Task: Return the records, each one exactly as written.

Supplied data:
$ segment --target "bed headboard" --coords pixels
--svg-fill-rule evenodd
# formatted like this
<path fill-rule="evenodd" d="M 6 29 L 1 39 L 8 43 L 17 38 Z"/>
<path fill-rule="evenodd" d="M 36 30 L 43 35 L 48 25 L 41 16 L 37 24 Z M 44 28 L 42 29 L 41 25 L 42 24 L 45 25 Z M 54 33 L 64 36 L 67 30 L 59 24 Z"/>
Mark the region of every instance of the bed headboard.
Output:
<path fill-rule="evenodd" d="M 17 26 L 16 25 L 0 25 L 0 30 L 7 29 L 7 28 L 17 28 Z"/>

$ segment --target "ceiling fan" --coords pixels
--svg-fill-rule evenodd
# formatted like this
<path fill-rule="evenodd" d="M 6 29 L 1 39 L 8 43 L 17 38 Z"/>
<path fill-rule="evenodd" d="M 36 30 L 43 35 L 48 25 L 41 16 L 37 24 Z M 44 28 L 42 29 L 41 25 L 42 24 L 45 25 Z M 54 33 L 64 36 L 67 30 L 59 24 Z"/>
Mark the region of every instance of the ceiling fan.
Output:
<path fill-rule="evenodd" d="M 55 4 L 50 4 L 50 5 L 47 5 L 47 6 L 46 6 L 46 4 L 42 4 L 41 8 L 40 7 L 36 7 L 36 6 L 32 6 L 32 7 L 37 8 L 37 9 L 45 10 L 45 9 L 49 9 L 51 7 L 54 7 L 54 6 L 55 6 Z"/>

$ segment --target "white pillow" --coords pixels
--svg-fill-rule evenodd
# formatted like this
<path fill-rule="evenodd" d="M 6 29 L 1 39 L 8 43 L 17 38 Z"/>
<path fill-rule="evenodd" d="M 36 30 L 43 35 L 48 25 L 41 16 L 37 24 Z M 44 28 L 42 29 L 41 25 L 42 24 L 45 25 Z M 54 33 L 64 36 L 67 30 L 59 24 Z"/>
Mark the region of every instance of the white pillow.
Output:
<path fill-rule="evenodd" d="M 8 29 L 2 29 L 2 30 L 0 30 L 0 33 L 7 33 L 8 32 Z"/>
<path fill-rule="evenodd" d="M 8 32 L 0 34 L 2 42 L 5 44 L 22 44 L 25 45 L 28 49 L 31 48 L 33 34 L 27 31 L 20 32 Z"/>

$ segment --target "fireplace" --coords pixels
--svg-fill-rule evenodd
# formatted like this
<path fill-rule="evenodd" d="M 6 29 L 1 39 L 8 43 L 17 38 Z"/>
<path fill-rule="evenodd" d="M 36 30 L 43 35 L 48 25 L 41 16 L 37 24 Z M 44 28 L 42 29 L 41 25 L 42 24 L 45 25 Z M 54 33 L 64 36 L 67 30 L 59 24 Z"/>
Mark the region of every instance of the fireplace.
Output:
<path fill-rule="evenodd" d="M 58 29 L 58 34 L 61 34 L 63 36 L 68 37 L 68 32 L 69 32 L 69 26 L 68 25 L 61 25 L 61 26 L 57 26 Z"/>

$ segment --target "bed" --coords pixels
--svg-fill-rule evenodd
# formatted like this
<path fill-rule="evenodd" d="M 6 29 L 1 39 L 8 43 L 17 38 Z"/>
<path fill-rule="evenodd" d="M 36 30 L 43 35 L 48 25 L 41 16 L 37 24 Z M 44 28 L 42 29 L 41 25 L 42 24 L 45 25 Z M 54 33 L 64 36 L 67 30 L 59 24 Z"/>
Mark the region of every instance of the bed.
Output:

The reply:
$ segment --target "bed headboard" --coords pixels
--svg-fill-rule evenodd
# formatted like this
<path fill-rule="evenodd" d="M 6 29 L 1 39 L 8 43 L 17 38 Z"/>
<path fill-rule="evenodd" d="M 36 30 L 43 35 L 48 25 L 41 16 L 37 24 Z M 44 28 L 42 29 L 41 25 L 42 24 L 45 25 Z M 54 33 L 64 36 L 67 30 L 59 24 Z"/>
Mark the region of every instance of the bed headboard.
Output:
<path fill-rule="evenodd" d="M 17 26 L 16 25 L 0 25 L 0 30 L 7 29 L 7 28 L 17 28 Z"/>

$ segment --target "ceiling fan" --coords pixels
--svg-fill-rule evenodd
# formatted like this
<path fill-rule="evenodd" d="M 6 29 L 1 39 L 8 43 L 17 38 Z"/>
<path fill-rule="evenodd" d="M 36 30 L 43 35 L 48 25 L 41 16 L 37 24 Z M 44 28 L 42 29 L 41 25 L 42 24 L 45 25 Z M 54 33 L 64 36 L 67 30 L 59 24 Z"/>
Mark the region of every instance of the ceiling fan.
Output:
<path fill-rule="evenodd" d="M 55 4 L 50 4 L 50 5 L 47 5 L 47 6 L 46 6 L 46 4 L 42 4 L 41 8 L 40 7 L 36 7 L 36 6 L 32 6 L 32 7 L 37 8 L 37 9 L 45 10 L 45 9 L 49 9 L 51 7 L 54 7 L 54 6 L 55 6 Z"/>

$ segment --target "white pillow" --coords pixels
--svg-fill-rule evenodd
# formatted like this
<path fill-rule="evenodd" d="M 6 29 L 1 39 L 8 43 L 17 38 Z"/>
<path fill-rule="evenodd" d="M 36 30 L 43 35 L 48 25 L 41 16 L 37 24 Z M 44 28 L 42 29 L 41 25 L 42 24 L 45 25 Z M 54 33 L 64 36 L 67 30 L 59 24 Z"/>
Mark the region of every instance of the white pillow.
Output:
<path fill-rule="evenodd" d="M 8 29 L 2 29 L 2 30 L 0 30 L 0 33 L 7 33 L 8 32 Z"/>
<path fill-rule="evenodd" d="M 8 32 L 0 34 L 2 42 L 5 44 L 22 44 L 25 45 L 28 49 L 31 48 L 33 34 L 27 31 L 20 32 Z"/>

$ segment --target "fireplace" --coords pixels
--svg-fill-rule evenodd
# formatted like this
<path fill-rule="evenodd" d="M 6 29 L 1 39 L 8 43 L 17 38 Z"/>
<path fill-rule="evenodd" d="M 36 30 L 43 35 L 48 25 L 41 16 L 37 24 Z M 44 28 L 42 29 L 41 25 L 42 24 L 45 25 Z M 54 33 L 64 36 L 67 30 L 59 24 Z"/>
Mark the region of every instance of the fireplace.
Output:
<path fill-rule="evenodd" d="M 58 29 L 58 34 L 61 34 L 63 36 L 68 37 L 68 32 L 69 32 L 69 26 L 68 25 L 61 25 L 61 26 L 57 26 Z"/>

$ segment --target "bed" --coords pixels
--svg-fill-rule evenodd
# formatted like this
<path fill-rule="evenodd" d="M 6 29 L 1 39 L 8 43 L 17 38 Z"/>
<path fill-rule="evenodd" d="M 36 30 L 43 35 L 48 25 L 41 16 L 37 24 Z M 44 28 L 42 29 L 41 25 L 42 24 L 45 25 Z M 54 33 L 64 36 L 67 30 L 59 24 Z"/>
Mark the region of every instance of the bed.
Output:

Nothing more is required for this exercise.